### Excerpts from a dataset
--------------------------------------------------

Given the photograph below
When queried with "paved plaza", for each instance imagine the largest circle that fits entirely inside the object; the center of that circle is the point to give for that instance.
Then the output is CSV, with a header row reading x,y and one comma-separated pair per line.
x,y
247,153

--------------------------------------------------

All lines from the one that holds "When queried with" to the end of the entries above must be transcribed exactly, both ends included, and no others.

### EXERCISE RESULT
When queried with "paved plaza", for each instance imagine the largest circle that fits entirely inside the object; the center of that circle is the point to give for that instance.
Then the output is CSV, with a header row reading x,y and one comma-separated pair per line.
x,y
247,153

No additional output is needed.